*About this task*. Go over the data and work out how many lines include the word "white". Give that number only.

*Records for the task*.
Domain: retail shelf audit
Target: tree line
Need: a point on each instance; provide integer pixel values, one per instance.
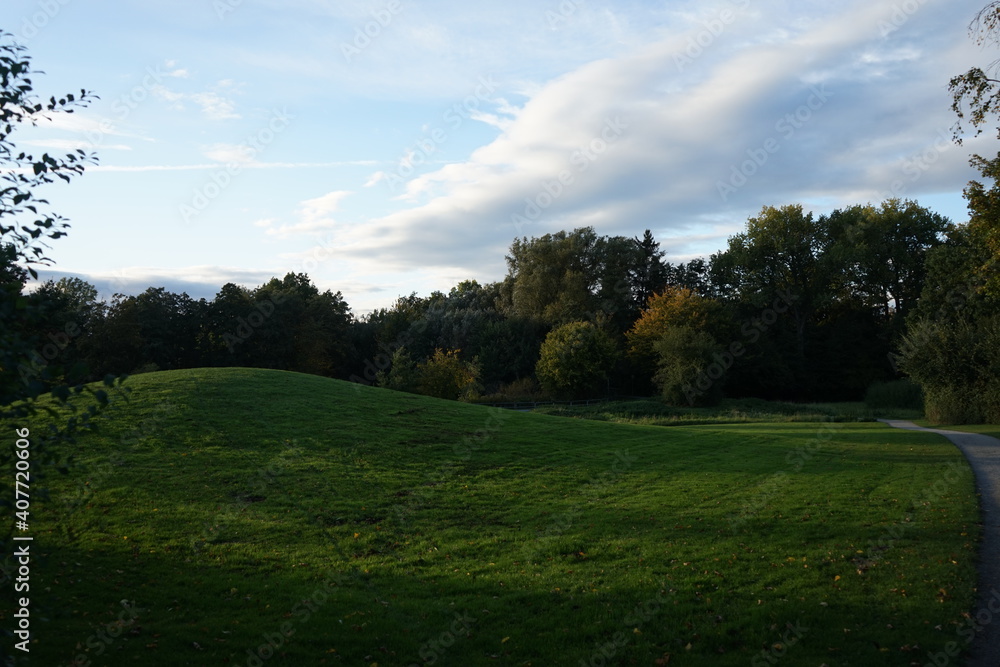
(796, 307)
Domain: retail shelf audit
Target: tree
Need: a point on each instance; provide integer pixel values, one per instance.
(576, 358)
(27, 370)
(879, 254)
(690, 369)
(552, 278)
(672, 307)
(445, 375)
(958, 365)
(26, 223)
(649, 275)
(979, 90)
(779, 258)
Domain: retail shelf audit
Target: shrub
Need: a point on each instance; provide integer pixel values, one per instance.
(575, 359)
(958, 366)
(690, 372)
(446, 376)
(895, 394)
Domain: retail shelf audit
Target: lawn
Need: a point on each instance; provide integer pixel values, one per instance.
(243, 517)
(654, 412)
(986, 429)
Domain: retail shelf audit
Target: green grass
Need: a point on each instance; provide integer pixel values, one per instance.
(654, 412)
(985, 429)
(357, 526)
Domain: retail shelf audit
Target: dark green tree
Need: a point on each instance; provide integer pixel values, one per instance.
(576, 359)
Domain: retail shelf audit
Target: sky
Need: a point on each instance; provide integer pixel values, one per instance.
(391, 147)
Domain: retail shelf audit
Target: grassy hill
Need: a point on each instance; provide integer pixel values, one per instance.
(248, 517)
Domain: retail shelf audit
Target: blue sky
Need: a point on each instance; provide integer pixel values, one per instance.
(388, 147)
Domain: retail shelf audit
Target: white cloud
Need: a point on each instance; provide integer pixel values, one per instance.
(314, 215)
(676, 131)
(214, 105)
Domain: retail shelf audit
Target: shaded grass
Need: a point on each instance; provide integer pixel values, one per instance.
(352, 525)
(654, 412)
(986, 429)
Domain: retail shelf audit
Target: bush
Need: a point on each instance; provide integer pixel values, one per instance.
(958, 366)
(446, 376)
(576, 359)
(690, 372)
(895, 394)
(524, 390)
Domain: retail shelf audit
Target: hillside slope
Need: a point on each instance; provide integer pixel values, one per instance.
(248, 516)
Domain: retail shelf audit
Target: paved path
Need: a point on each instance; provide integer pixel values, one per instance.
(983, 454)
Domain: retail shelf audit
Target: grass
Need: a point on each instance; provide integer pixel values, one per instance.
(251, 517)
(986, 429)
(654, 412)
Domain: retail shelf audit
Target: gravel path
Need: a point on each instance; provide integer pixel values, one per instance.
(983, 455)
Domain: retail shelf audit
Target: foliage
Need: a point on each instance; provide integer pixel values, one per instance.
(881, 252)
(575, 359)
(445, 375)
(672, 307)
(690, 369)
(895, 394)
(958, 365)
(402, 374)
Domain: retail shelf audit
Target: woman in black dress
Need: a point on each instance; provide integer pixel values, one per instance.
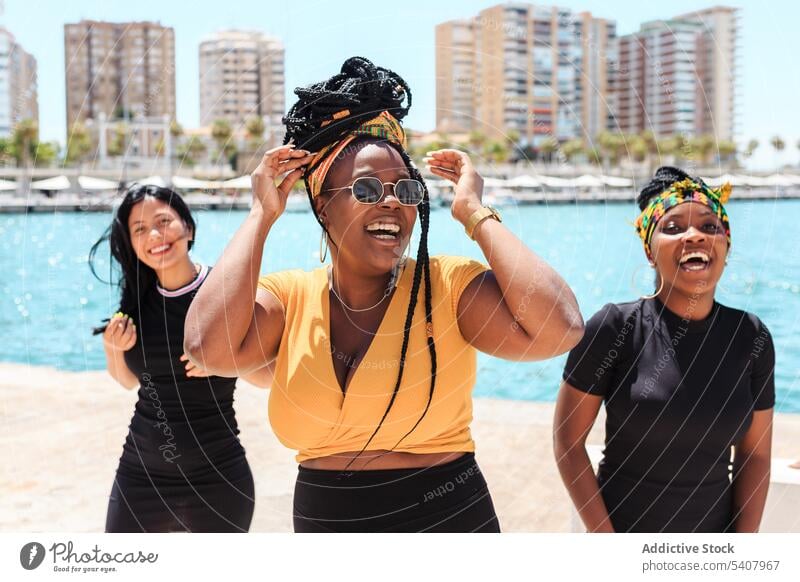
(684, 381)
(182, 467)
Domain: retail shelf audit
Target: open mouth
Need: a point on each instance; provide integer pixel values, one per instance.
(383, 230)
(159, 250)
(695, 261)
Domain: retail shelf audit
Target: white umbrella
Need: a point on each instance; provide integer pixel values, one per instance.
(152, 181)
(588, 181)
(186, 183)
(57, 183)
(780, 180)
(616, 181)
(745, 180)
(7, 185)
(720, 180)
(554, 182)
(90, 183)
(240, 183)
(524, 181)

*Answer section*. 2